これらの吸血性害虫からの被害を防ぐために、人体用の害虫忌避成分に関して多数の提案がなされている。中でも、ディート(N,N-ジエチル-m-トルアミド)は汎用される害虫忌避成分の1つであるが、ディートは不快なにおいがあり、また皮膚浸透力が高いことから持続時間が短く、十分でないという問題がある。また、近年消費者の安全性に対する意識が高まっていることから、天然成分を有効成分とする薬剤が種々検討されており、例えば、シトロネラ油、オレンジ油、カシア油などから選ばれた天然精油を有効成分とする害虫忌避剤や、ユーカリの葉に僅かに含まれ、蚊などに対する忌避効果が認められている1-(2-ヒドロキシ-4-メチルシクロヘキシル)-1-メチルエタノールなどが提案されているものの、これらは揮散性が高いため持続時間が短いという問題がある。

*データ*.
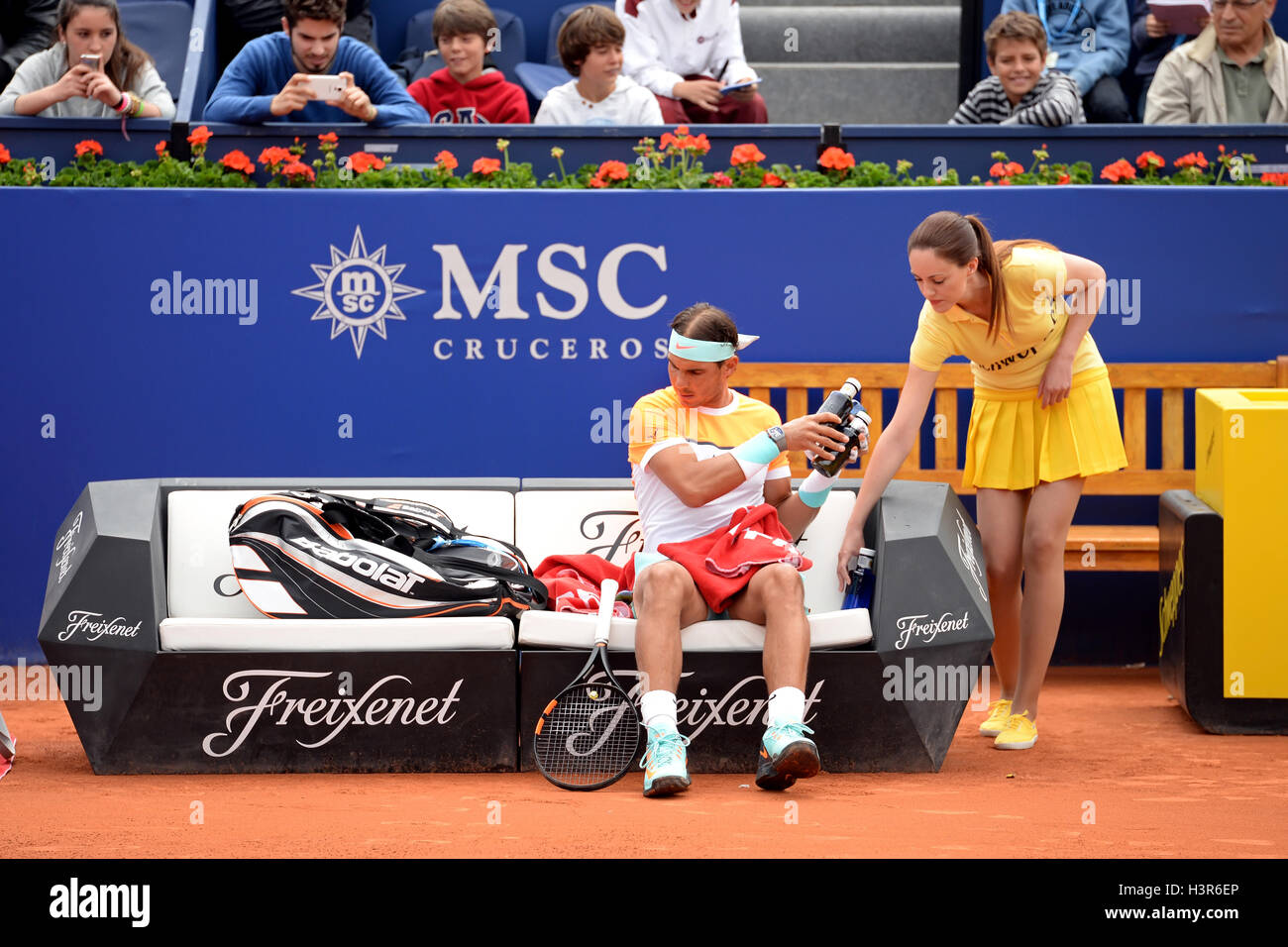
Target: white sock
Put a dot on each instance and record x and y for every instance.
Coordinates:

*課題一覧*.
1. 本文について、次の問いに答えてください。
(a) ディートの化学名として括弧内に示されているものは何ですか。
(b) ディートの持続時間が短い理由として、本文はどのような性質を挙げていますか。
(c) 天然成分を有効成分とする薬剤が種々検討されている背景として、本文は何を挙げていますか。
2. 本文のうち、「これらの吸血性害虫からの被害」を含む語句で始まり「時間が短いという問題がある。」で終わる部分を、一字一句変えずに書き写してください。
3. 本文で、害虫忌避剤の有効成分となる天然精油の例として挙げられている精油をすべて挙げてください。
解答にあたっては本文の記述だけを根拠としてください。

*解答*.
1.
(a) N,N-ジエチル-m-トルアミド
(b) 皮膚浸透力が高いこと
(c) 近年、消費者の安全性に対する意識が高まっていること

2.
これらの吸血性害虫からの被害を防ぐために、人体用の害虫忌避成分に関して多数の提案がなされている。中でも、ディート(N,N-ジエチル-m-トルアミド)は汎用される害虫忌避成分の1つであるが、ディートは不快なにおいがあり、また皮膚浸透力が高いことから持続時間が短く、十分でないという問題がある。また、近年消費者の安全性に対する意識が高まっていることから、天然成分を有効成分とする薬剤が種々検討されており、例えば、シトロネラ油、オレンジ油、カシア油などから選ばれた天然精油を有効成分とする害虫忌避剤や、ユーカリの葉に僅かに含まれ、蚊などに対する忌避効果が認められている1-(2-ヒドロキシ-4-メチルシクロヘキシル)-1-メチルエタノールなどが提案されているものの、これらは揮散性が高いため持続時間が短いという問題がある。

3. シトロネラ油、オレンジ油、カシア油